═════ ENTRIES
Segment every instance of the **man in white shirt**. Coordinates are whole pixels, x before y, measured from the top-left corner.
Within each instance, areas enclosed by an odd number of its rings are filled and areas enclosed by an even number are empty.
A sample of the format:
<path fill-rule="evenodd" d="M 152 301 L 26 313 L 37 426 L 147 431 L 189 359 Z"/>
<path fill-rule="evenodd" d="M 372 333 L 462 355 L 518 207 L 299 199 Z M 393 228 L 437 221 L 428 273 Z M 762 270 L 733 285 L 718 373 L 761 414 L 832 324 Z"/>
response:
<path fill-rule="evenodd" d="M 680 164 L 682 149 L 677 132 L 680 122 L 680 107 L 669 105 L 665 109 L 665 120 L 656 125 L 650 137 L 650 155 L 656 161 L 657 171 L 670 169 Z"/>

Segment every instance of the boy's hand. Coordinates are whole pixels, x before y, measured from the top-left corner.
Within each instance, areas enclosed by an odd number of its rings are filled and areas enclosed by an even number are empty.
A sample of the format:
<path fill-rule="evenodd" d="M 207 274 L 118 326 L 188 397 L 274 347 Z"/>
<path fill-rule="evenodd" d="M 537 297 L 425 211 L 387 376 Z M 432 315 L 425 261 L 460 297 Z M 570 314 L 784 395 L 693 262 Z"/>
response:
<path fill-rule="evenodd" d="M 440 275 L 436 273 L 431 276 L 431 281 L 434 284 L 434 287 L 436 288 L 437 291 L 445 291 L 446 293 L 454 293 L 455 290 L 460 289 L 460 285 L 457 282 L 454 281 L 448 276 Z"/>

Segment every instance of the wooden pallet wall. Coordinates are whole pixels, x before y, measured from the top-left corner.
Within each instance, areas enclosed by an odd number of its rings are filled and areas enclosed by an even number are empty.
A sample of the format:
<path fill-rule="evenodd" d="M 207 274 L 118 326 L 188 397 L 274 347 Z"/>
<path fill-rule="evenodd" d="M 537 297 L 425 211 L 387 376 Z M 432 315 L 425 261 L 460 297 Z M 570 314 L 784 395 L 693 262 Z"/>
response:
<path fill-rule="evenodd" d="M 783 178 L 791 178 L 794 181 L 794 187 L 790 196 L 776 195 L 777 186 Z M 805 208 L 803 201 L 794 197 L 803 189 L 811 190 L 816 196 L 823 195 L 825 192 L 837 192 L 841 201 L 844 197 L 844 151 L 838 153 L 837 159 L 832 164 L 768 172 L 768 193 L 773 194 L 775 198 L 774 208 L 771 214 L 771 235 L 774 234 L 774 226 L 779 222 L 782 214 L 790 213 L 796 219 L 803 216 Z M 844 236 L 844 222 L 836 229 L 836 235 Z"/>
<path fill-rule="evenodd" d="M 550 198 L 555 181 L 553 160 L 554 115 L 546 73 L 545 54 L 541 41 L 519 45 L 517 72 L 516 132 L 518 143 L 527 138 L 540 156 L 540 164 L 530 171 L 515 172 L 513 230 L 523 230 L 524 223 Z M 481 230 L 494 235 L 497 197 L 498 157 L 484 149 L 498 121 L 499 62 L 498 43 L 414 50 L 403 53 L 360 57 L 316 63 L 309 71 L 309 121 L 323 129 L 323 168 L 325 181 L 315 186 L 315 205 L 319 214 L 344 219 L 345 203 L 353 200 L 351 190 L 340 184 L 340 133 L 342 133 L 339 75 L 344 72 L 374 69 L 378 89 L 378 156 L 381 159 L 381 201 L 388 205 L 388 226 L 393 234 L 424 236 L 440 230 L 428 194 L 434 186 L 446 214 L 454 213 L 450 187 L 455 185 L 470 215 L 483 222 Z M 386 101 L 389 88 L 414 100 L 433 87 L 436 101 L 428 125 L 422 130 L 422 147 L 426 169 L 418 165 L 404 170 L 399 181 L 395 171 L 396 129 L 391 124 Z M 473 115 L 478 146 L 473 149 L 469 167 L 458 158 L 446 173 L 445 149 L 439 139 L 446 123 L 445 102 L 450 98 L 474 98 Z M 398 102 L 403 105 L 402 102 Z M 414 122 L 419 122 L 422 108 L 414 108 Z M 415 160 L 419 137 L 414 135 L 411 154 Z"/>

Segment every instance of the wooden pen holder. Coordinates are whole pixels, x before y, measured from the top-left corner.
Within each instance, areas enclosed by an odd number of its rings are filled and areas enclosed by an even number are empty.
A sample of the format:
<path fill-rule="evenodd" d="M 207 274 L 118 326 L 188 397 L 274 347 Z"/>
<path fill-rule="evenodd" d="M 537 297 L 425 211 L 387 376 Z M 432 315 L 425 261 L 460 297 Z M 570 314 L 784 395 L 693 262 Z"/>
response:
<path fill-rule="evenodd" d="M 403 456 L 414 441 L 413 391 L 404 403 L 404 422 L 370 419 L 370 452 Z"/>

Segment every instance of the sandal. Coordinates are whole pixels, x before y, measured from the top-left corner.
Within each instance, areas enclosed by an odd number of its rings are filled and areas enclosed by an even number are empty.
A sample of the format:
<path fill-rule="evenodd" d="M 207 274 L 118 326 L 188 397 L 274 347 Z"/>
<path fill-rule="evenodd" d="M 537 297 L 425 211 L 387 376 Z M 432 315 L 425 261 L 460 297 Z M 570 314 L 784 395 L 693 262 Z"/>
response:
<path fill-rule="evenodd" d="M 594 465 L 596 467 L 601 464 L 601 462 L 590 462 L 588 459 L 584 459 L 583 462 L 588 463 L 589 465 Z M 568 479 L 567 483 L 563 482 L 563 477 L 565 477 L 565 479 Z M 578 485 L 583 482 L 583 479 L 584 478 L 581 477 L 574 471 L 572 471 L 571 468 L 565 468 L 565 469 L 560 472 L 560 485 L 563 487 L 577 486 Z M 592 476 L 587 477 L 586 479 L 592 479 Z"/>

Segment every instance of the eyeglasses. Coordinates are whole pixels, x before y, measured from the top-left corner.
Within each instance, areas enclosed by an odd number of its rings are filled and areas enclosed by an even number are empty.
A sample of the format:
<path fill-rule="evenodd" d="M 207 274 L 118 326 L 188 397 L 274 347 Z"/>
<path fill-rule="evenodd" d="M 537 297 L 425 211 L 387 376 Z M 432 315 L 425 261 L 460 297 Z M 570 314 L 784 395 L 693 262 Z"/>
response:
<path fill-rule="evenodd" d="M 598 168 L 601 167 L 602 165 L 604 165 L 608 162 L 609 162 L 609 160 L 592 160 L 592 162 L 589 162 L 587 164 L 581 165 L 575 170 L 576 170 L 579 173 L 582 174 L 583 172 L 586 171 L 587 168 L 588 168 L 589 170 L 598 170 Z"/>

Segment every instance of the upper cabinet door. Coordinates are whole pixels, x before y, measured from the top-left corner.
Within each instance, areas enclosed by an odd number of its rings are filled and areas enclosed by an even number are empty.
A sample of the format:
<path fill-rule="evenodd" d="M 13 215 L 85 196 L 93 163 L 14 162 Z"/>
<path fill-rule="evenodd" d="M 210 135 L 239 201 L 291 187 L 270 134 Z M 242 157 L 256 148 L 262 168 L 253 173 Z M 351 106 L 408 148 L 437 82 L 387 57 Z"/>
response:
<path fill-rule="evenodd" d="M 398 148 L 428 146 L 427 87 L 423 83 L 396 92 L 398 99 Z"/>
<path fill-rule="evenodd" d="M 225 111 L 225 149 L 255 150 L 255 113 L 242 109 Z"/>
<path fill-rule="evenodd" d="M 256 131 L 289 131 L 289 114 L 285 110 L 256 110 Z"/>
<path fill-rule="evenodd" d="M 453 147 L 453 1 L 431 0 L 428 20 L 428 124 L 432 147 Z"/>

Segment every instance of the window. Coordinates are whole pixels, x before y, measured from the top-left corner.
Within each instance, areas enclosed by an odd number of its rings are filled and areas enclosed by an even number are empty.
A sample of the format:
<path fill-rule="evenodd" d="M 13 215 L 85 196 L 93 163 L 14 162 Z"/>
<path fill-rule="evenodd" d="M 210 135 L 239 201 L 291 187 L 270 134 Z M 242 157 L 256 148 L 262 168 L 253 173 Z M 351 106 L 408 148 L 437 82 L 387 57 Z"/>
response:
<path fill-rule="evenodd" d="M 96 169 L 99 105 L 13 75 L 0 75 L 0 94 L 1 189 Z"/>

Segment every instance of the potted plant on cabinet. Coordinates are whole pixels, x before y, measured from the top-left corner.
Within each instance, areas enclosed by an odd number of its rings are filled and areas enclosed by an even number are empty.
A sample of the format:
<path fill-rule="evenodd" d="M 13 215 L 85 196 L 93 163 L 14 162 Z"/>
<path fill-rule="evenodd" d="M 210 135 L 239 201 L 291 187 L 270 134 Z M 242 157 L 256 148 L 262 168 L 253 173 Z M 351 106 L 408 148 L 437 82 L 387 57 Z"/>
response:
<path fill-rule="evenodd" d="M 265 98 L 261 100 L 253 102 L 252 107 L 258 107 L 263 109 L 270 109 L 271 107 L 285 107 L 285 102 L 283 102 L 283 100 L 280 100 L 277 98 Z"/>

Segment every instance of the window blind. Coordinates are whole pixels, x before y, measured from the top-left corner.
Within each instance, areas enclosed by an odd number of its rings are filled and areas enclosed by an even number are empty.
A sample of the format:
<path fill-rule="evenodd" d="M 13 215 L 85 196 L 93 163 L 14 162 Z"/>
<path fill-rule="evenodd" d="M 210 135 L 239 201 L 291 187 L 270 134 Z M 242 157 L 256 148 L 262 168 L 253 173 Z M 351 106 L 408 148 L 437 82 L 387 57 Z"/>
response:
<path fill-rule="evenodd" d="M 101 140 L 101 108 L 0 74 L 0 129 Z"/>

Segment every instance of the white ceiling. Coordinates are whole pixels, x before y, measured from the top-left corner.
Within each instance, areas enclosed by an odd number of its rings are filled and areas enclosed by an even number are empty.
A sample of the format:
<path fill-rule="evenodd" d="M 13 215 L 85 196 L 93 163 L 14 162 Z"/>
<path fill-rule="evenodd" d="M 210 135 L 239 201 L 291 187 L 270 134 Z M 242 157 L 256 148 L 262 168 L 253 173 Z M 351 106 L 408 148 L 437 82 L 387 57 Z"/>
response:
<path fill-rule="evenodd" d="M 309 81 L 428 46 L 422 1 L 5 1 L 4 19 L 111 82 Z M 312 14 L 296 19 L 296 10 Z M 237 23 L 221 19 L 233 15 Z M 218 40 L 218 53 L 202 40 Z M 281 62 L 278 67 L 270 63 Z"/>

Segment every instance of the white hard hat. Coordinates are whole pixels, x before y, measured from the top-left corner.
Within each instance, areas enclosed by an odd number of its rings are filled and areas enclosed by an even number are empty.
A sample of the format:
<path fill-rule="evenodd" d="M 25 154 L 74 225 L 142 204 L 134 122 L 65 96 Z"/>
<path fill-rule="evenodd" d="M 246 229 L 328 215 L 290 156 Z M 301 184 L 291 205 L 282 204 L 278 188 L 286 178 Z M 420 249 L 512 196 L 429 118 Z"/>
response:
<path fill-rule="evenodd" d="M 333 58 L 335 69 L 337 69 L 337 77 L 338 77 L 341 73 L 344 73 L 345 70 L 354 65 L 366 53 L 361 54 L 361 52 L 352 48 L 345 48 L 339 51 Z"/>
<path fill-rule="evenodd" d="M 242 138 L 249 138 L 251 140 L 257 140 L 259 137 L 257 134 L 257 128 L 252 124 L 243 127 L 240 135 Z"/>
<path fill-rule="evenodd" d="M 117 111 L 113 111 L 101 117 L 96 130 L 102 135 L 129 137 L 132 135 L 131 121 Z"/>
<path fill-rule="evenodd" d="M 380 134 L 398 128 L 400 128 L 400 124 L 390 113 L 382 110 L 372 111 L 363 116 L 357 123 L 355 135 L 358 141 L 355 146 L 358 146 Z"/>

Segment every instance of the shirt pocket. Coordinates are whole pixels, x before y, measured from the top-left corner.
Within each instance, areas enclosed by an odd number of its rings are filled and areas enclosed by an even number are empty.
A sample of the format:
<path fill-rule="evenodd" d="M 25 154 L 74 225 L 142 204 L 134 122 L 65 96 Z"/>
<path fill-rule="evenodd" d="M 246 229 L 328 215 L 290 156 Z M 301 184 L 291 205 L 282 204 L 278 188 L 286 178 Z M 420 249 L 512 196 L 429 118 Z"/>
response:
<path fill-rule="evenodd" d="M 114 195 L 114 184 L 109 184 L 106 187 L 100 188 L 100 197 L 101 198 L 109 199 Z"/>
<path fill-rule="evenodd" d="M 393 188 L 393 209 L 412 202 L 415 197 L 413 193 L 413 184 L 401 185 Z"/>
══════════
SET TASK:
Reproduce the lines from the one containing "Segment every instance of the upper" through the one containing "453 147 L 453", substituting "kitchen cabinet door" for "upper cabinet door" and leaving everything else unchanged.

COMPLETED TASK:
Segment every instance of the kitchen cabinet door. Coordinates are whole pixels, x before y, measured from the top-left corner.
Within each instance, areas enclosed by an odd number of its rings are filled and areas enclosed by an even number are empty.
A sample of the format:
<path fill-rule="evenodd" d="M 13 215 L 85 196 L 93 163 L 14 162 Z"/>
<path fill-rule="evenodd" d="M 210 135 L 239 201 L 291 187 L 270 134 Z M 242 157 L 256 148 L 262 168 L 253 173 Z M 351 106 L 408 148 L 437 82 L 387 57 Z"/>
response:
<path fill-rule="evenodd" d="M 398 148 L 428 146 L 427 87 L 423 83 L 396 92 L 398 99 Z"/>
<path fill-rule="evenodd" d="M 225 111 L 225 149 L 255 150 L 255 113 L 242 109 Z"/>
<path fill-rule="evenodd" d="M 256 131 L 289 131 L 289 114 L 285 110 L 256 110 Z"/>
<path fill-rule="evenodd" d="M 453 147 L 453 1 L 431 0 L 428 20 L 428 124 L 432 147 Z"/>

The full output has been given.